((

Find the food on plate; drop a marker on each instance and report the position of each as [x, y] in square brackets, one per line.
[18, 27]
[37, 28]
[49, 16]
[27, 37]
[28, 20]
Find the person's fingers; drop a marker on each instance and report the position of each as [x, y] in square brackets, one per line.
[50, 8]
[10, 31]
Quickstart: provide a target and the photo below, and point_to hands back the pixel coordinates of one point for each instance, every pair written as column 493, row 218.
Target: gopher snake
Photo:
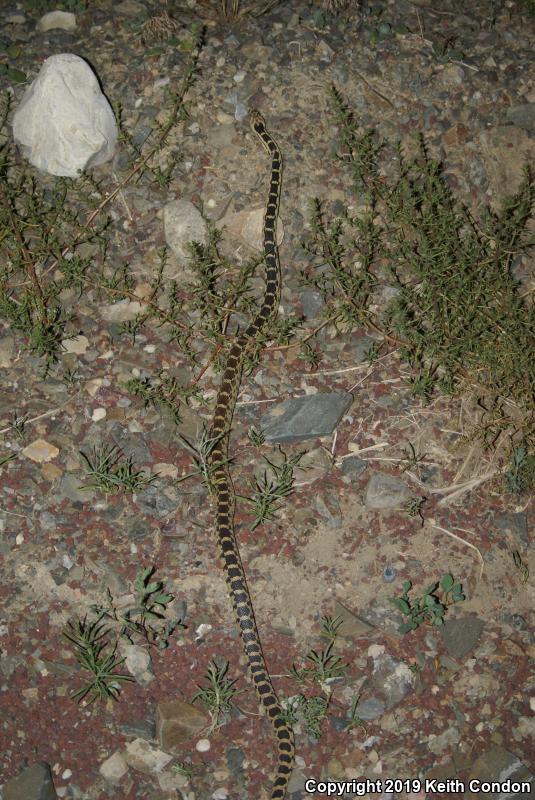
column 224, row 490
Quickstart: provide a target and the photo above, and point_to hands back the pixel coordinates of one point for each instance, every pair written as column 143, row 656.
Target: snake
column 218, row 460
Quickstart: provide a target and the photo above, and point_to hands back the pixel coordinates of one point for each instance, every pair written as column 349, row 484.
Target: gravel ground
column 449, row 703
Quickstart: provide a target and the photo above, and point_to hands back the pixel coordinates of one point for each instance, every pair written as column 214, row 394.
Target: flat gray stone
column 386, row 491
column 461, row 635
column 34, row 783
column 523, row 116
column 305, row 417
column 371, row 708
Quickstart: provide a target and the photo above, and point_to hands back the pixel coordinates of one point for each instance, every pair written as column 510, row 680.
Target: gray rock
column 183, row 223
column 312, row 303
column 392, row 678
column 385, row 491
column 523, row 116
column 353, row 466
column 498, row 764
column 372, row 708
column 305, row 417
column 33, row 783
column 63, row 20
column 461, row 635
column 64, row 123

))
((

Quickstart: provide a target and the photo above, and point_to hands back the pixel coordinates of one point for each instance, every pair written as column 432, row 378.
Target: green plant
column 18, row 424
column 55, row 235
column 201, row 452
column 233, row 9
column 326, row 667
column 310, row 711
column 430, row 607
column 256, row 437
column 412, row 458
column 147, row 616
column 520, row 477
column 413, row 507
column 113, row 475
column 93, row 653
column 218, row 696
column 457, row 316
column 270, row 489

))
((

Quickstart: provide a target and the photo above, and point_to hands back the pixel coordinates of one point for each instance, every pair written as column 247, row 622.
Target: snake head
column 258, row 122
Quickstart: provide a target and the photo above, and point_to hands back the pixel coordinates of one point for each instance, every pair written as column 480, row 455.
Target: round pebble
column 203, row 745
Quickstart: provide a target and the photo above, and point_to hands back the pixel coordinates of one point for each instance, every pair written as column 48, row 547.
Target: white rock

))

Problem to solve: Each line in the entries above, starting at the line with "480, row 455." and ending at the line with "Target: white rock", is to be printed exactly, and only those lines.

Solved exercise:
Quickstart: provide a target and the photo above, and point_to hands back the pixel coordinates of one point for each instance, every pair written as column 480, row 455.
Target: round pebble
column 203, row 745
Quickstart: provide a target and the photo above, and point_to hands back the pixel coordinates of one point for each instance, every pair written as column 48, row 547.
Target: white rock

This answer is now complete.